PROBLEM DETAILS: Switch every "BoundingBox" in the material below to "Box", and give the lines again with nothing else changed.

AVAILABLE RECORDS:
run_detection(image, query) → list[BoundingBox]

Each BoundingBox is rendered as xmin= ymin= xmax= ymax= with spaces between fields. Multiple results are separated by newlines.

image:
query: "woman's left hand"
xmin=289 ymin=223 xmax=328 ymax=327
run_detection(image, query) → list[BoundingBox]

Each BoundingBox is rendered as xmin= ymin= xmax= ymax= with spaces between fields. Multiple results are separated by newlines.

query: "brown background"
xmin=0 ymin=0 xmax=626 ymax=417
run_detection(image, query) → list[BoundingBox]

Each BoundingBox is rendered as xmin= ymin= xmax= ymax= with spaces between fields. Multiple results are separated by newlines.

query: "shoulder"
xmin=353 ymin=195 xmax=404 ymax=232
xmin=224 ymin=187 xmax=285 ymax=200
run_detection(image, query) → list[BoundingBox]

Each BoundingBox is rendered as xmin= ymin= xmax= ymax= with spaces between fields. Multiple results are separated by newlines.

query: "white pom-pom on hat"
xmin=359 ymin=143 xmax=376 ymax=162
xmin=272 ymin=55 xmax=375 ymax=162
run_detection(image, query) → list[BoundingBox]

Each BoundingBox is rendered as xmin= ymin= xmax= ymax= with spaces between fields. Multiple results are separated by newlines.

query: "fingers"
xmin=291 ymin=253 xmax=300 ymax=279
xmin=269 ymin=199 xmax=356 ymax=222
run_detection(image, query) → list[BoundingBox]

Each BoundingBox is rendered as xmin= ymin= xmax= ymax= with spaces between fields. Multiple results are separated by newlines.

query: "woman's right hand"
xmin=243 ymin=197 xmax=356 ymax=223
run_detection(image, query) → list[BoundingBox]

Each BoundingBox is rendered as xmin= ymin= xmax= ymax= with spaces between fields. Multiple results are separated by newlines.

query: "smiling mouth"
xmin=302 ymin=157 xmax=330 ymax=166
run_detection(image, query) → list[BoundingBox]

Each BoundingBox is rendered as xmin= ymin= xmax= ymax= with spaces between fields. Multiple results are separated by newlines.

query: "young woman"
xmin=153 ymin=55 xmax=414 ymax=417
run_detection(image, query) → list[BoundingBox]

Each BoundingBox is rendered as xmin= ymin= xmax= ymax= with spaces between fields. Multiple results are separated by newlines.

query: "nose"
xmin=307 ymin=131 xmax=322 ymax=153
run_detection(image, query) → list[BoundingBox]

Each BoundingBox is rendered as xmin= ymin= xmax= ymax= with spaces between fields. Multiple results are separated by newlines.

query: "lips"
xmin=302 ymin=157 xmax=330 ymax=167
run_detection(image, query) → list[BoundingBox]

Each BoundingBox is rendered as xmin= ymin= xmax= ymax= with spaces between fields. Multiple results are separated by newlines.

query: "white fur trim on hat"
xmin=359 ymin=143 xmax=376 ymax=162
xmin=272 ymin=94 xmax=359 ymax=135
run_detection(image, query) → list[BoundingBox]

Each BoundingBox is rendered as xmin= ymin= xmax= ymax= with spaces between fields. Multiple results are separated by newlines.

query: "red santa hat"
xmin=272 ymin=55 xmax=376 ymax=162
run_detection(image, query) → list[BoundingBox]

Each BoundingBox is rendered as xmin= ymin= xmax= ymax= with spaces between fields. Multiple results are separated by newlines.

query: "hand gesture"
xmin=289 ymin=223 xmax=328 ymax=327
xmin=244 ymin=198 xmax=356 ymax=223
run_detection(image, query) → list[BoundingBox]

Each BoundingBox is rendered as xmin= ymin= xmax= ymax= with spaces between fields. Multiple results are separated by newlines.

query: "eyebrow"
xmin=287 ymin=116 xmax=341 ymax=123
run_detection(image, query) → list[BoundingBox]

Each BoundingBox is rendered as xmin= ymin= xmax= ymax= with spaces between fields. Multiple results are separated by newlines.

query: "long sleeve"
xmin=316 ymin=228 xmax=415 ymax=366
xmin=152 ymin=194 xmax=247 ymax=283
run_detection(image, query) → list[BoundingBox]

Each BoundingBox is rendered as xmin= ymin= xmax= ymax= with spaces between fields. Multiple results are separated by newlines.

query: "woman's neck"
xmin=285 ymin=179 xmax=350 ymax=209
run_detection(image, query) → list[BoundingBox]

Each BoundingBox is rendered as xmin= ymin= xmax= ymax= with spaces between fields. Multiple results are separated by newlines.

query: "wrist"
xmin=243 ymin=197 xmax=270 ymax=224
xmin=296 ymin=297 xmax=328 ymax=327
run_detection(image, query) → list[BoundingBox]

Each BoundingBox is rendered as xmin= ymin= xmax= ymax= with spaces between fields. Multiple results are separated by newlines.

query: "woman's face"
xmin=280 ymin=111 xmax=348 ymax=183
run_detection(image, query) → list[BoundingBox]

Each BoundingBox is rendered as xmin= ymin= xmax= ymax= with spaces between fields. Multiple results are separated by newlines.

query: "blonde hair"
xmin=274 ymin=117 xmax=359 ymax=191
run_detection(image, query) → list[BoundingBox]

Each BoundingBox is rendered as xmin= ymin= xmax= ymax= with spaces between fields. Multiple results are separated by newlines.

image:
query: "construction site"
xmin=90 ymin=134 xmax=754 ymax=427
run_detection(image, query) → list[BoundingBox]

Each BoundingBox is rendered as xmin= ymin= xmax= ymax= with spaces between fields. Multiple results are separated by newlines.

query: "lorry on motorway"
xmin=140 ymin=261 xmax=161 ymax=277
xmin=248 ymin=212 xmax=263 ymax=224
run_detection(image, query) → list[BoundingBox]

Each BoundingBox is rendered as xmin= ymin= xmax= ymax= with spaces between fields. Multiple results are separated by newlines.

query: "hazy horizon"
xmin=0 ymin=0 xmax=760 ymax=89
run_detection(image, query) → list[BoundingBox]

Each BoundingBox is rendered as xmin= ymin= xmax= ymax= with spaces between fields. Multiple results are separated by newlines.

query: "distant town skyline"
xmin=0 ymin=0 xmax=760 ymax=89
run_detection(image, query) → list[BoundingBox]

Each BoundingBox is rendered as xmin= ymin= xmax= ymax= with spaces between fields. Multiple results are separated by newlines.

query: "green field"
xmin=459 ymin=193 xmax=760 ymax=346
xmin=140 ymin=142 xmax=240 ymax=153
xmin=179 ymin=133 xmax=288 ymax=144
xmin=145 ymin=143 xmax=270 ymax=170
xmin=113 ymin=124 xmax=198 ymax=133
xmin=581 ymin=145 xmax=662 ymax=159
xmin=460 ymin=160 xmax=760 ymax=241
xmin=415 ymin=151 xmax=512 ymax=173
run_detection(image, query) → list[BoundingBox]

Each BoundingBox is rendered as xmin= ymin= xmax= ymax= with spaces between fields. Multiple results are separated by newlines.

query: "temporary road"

COMPLETE OUTPUT:
run_detection(image, query) → list[Box]

Each Box is rendered as xmin= ymin= xmax= ymax= with spaces between fields. Multiple results are separated by newlines.

image:
query: "woman's left hand"
xmin=289 ymin=223 xmax=328 ymax=327
run_detection(image, query) → list[Box]

Each Box is rendered as xmin= ymin= xmax= ymax= with spaces between fields. Multiple results are separated by newlines.

query: "brown background"
xmin=0 ymin=0 xmax=626 ymax=417
run_detection(image, query) → list[Box]

Each Box is rendered as xmin= ymin= xmax= ymax= with spaces between fields. Multiple results are separated by newlines.

query: "shoulder"
xmin=353 ymin=195 xmax=404 ymax=232
xmin=224 ymin=187 xmax=285 ymax=200
run_detection(image, query) → list[Box]

Each Box is rendered as xmin= ymin= xmax= ymax= with spaces between fields. Multiple results are separated by newlines.

query: "white pom-pom on hat"
xmin=359 ymin=143 xmax=376 ymax=162
xmin=272 ymin=55 xmax=375 ymax=162
run_detection(image, query) → list[Box]

Each Box is rendered as xmin= ymin= xmax= ymax= with spaces between fields. Multiple results are separated by newlines.

query: "fingers"
xmin=291 ymin=253 xmax=300 ymax=279
xmin=269 ymin=199 xmax=356 ymax=222
run_detection(image, query) → list[Box]

Each Box is rendered as xmin= ymin= xmax= ymax= with spaces between fields. Multiple results are separated by newlines.

query: "woman's right hand"
xmin=243 ymin=197 xmax=356 ymax=223
run_detection(image, query) → list[Box]

Each Box is rendered as xmin= ymin= xmax= ymax= with spaces between fields. Multiple results are separated by newlines.

query: "smiling mouth"
xmin=302 ymin=157 xmax=330 ymax=166
run_detection(image, query) → list[Box]

Each Box is rendered as xmin= ymin= xmax= ymax= with spaces between fields. Multiple results are separated by newlines.

query: "young woman"
xmin=153 ymin=55 xmax=414 ymax=417
run_detection(image, query) → list[Box]

Each Box is rendered as xmin= ymin= xmax= ymax= with spaces between fields. Multiple results are separated by newlines.

query: "nose"
xmin=307 ymin=131 xmax=322 ymax=153
run_detection(image, query) → list[Box]

Each Box is rendered as xmin= ymin= xmax= ymax= with spaces between fields. Multiple results are separated by newlines.

query: "lips"
xmin=302 ymin=157 xmax=330 ymax=167
run_detection(image, query) → list[Box]

Each Box is rendered as xmin= ymin= xmax= ymax= with spaces between fields. Multiple results are separated by newlines.

query: "white fur trim on hat"
xmin=359 ymin=143 xmax=376 ymax=162
xmin=272 ymin=94 xmax=359 ymax=135
run_detection(image, query) → list[Box]

Each Box is rendered as xmin= ymin= xmax= ymax= with spaces between fields. Multiple results are separated by newlines.

query: "red santa hat"
xmin=272 ymin=55 xmax=376 ymax=162
run_detection(image, query) → list[Box]

Each Box is rendered as xmin= ymin= xmax= ymax= with spaces between fields. Multiple results are separated by newlines.

query: "hand gesture"
xmin=289 ymin=223 xmax=328 ymax=327
xmin=244 ymin=198 xmax=356 ymax=223
run_detection(image, query) → list[Box]

Each Box is rendered as xmin= ymin= xmax= ymax= with spaces between fields. Multiple results are separated by newlines.

query: "eyebrow"
xmin=287 ymin=116 xmax=341 ymax=123
run_detection(image, query) → list[Box]

Each Box is rendered as xmin= ymin= xmax= ymax= with spaces between fields. Multiple results are separated by newlines.

query: "long sleeve"
xmin=316 ymin=228 xmax=415 ymax=366
xmin=152 ymin=194 xmax=247 ymax=283
run_detection(image, query) → list[Box]

Each Box is rendered as xmin= ymin= xmax= ymax= with spaces between fields. Multiple results are separated by newlines.

query: "woman's neck"
xmin=285 ymin=179 xmax=350 ymax=209
run_detection(image, query) → list[Box]

Each Box is rendered as xmin= ymin= xmax= ymax= with spaces between fields. Multiple results are separated by newlines.

query: "wrist"
xmin=243 ymin=197 xmax=270 ymax=224
xmin=296 ymin=297 xmax=328 ymax=327
run_detection(image, query) → list[Box]

Each Box is rendered as xmin= ymin= xmax= ymax= with spaces between fields. Multiple results are separated by newlines.

query: "woman's face"
xmin=280 ymin=111 xmax=348 ymax=183
run_detection(image, query) → list[Box]

Each Box is rendered as xmin= ymin= xmax= ymax= with spaces between fields. Multiple results are separated by newlines.

query: "blonde hair"
xmin=274 ymin=117 xmax=359 ymax=191
run_detection(image, query) → list[Box]

Each Box is rendered as xmin= ymin= xmax= ymax= with spaces between fields. Multiple results are separated by newlines.

image:
query: "construction site"
xmin=90 ymin=134 xmax=754 ymax=427
run_detection(image, query) → list[Box]

Each Box is rendered as xmin= ymin= xmax= ymax= with spaces between fields. Multiple results are separated by newlines.

query: "lorry on motorway"
xmin=140 ymin=261 xmax=161 ymax=277
xmin=248 ymin=212 xmax=263 ymax=224
run_detection(image, query) → list[Box]

Each Box is rendered as xmin= ymin= xmax= ymax= with spaces between fields. Multiple results are separated by newlines.

query: "hazy horizon"
xmin=0 ymin=0 xmax=760 ymax=89
run_detection(image, query) → list[Box]

Each Box is rendered as xmin= ymin= xmax= ymax= with spaces between fields. Multiple results are separated by newlines.

query: "distant town skyline"
xmin=0 ymin=0 xmax=760 ymax=89
run_detection(image, query) → list[Box]

Each Box is rendered as xmin= ymin= xmax= ymax= with spaces between fields. Multiple results are separated by newlines.

query: "green field"
xmin=459 ymin=193 xmax=760 ymax=346
xmin=140 ymin=142 xmax=240 ymax=153
xmin=179 ymin=133 xmax=288 ymax=144
xmin=145 ymin=143 xmax=270 ymax=170
xmin=113 ymin=124 xmax=198 ymax=133
xmin=581 ymin=145 xmax=662 ymax=159
xmin=460 ymin=160 xmax=760 ymax=241
xmin=415 ymin=151 xmax=512 ymax=173
run_detection(image, query) → list[Box]

Each Box is rendered as xmin= ymin= xmax= ymax= with spaces between fields. Multiple results are separated by newlines.

query: "temporary road"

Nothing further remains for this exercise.